>> START Extracted information

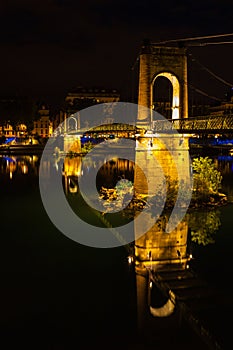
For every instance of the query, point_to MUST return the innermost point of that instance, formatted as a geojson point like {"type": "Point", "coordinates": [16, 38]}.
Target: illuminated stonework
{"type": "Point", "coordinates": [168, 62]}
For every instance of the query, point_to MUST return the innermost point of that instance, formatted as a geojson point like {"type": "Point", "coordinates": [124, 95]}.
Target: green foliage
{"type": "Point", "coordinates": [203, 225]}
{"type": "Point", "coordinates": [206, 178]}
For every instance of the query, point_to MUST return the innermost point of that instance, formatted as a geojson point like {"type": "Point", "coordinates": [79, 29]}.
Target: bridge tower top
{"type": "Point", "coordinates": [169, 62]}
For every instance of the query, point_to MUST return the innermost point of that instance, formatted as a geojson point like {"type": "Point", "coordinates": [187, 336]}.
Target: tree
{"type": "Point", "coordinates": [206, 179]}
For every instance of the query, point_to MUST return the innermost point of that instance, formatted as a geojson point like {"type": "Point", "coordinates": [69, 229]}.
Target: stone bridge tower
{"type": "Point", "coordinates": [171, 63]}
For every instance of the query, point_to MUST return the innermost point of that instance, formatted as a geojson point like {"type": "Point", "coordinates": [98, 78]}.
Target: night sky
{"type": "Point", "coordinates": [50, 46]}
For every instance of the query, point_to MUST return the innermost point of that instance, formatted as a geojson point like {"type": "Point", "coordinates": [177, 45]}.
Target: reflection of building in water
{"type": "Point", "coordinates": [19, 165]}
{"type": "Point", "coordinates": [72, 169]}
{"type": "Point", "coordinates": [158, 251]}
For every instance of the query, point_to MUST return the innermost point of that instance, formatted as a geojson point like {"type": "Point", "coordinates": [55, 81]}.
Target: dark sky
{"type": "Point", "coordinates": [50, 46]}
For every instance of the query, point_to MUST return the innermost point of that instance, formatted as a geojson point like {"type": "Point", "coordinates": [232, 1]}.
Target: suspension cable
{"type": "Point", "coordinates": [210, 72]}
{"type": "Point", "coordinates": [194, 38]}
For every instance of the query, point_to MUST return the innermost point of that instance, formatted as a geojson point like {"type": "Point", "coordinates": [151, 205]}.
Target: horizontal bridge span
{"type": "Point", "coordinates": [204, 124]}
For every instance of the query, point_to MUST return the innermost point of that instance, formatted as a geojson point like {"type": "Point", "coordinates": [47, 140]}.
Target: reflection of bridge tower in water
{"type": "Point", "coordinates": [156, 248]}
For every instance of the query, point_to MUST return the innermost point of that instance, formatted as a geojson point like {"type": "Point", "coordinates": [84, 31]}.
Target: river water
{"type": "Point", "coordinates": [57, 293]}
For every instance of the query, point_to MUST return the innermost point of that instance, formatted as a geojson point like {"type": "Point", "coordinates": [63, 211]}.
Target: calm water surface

>> END Extracted information
>> START Extracted information

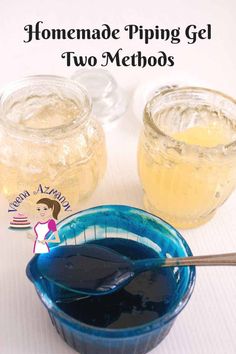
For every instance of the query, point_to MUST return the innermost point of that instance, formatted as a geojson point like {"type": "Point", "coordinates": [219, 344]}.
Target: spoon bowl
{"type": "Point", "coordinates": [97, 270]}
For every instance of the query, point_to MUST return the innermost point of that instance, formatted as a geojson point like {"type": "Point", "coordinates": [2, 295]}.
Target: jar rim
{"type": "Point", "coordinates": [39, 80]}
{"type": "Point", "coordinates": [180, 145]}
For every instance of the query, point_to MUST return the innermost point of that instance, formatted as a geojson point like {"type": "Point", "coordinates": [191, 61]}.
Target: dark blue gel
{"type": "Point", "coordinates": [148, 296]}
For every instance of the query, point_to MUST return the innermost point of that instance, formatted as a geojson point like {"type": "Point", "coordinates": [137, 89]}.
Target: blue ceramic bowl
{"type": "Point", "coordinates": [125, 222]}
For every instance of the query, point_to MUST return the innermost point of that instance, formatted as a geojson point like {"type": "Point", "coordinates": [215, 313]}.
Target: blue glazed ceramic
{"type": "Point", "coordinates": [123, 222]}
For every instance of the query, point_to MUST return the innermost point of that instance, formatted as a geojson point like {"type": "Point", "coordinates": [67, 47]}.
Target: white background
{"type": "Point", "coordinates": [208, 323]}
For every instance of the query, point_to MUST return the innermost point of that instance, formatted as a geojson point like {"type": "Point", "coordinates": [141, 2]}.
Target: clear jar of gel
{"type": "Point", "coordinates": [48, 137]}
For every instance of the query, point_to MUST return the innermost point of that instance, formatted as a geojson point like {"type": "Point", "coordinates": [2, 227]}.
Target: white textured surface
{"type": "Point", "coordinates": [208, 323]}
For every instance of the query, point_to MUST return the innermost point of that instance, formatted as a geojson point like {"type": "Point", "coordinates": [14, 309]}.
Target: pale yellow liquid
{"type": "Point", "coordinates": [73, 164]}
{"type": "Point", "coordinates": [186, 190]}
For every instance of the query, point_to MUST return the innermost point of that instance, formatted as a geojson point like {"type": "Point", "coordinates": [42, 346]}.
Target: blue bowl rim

>> END Extracted information

• Task:
Extract every line above that contains the word "ceramic", treating uppercase and lowercase letters as distinct.

• Written response:
Target: blue ceramic bowl
Target: blue glazed ceramic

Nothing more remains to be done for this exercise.